What the task asks: Rewrite the painting cost text starting at the words "How much should" and stopping after "pay in cleanup.", substituting "estimate" for every "quote".

Quoted text:

^^^^^^^^^^^^^^^^

How much should it really cost?
The widest honest spread of any trade on this site. The difference between $3k and $15k for "the same" 3-bedroom isn't usually dishonesty — it's that the three painters are pricing three different scopes.
As a painter I include washing the surface in my quote. Too risky to go off someone else's word… I'm liable.
A painter's quote should split into seven lines. If the cheap painter is missing any of them, that's where the savings are coming from — and where the trouble starts.
The seven lines a real quote should show
- 1Wash + clean. Sugar-soap the walls. Removes oils, kitchen residue. Without it, paint lifts.
- 2Sanding + filling. Nail holes, cracks, surface roughness. Quality of finish lives here.
- 3Masking + drop sheets. Floors, fixtures, edges. Cowboys skip this; you pay in cleanup.
- 4Primer. Specific to surface + paint. Skipping = bleed-through, peeling. Different primer for new plaster vs old enamel vs steel.
- 5Coats. How many. Two is industry standard. One = "you'll see the old colour through it." Three = darker colours, problem walls.

^^^^^^^^^^^^^^^^

Stored data:
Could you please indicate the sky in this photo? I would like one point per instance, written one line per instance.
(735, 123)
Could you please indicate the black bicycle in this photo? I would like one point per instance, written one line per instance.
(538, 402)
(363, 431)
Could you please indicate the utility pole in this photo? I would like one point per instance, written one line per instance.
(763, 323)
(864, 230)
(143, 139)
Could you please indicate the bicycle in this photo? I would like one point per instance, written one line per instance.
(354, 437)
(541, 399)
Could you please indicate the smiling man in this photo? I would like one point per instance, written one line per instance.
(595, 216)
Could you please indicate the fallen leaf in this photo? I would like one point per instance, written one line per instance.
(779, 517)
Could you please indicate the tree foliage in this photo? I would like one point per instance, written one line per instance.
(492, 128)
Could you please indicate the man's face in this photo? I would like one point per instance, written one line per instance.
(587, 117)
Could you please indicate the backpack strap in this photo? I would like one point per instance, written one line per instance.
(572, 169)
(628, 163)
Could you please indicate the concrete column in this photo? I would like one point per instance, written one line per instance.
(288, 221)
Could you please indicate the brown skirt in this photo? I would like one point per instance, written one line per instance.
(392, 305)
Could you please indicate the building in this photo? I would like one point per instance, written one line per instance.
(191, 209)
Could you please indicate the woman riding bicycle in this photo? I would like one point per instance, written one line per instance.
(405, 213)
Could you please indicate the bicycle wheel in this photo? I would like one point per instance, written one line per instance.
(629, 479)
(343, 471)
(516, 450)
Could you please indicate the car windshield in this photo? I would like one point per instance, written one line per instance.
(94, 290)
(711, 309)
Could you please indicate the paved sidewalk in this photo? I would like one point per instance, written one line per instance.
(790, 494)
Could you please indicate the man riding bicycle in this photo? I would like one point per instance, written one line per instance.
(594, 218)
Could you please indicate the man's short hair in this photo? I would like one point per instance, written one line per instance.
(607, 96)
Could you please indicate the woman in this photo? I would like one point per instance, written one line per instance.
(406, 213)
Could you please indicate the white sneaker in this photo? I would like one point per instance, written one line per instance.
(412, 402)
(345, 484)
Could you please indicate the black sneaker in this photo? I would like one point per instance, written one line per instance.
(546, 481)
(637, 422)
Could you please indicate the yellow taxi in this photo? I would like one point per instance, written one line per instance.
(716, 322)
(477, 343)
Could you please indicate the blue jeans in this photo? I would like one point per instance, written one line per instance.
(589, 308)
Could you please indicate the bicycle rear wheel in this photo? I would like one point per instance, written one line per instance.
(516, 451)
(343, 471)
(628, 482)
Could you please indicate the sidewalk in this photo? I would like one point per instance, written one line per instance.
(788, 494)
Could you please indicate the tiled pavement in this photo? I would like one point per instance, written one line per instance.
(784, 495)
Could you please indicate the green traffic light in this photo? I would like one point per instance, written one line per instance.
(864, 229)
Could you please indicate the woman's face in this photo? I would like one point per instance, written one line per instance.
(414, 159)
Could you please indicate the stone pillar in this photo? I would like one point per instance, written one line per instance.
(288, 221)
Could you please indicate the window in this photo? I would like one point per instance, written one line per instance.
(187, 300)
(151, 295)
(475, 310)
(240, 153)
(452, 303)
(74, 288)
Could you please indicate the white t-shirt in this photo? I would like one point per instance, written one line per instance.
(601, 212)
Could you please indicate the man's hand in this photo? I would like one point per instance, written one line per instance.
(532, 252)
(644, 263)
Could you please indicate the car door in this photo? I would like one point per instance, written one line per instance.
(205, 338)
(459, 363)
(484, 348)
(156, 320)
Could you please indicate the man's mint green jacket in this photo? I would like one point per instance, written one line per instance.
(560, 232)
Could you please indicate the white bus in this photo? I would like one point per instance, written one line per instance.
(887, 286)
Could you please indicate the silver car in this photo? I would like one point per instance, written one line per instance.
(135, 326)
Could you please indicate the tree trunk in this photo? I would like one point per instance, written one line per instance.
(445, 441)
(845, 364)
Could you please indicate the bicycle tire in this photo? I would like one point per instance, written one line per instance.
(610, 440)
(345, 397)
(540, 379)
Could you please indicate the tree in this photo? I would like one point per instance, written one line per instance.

^^^^^^^^^^^^^^^^

Response to the task:
How much should it really cost?
The widest honest spread of any trade on this site. The difference between $3k and $15k for "the same" 3-bedroom isn't usually dishonesty — it's that the three painters are pricing three different scopes.
As a painter I include washing the surface in my estimate. Too risky to go off someone else's word… I'm liable.
A painter's estimate should split into seven lines. If the cheap painter is missing any of them, that's where the savings are coming from — and where the trouble starts.
The seven lines a real estimate should show
- 1Wash + clean. Sugar-soap the walls. Removes oils, kitchen residue. Without it, paint lifts.
- 2Sanding + filling. Nail holes, cracks, surface roughness. Quality of finish lives here.
- 3Masking + drop sheets. Floors, fixtures, edges. Cowboys skip this; you pay in cleanup.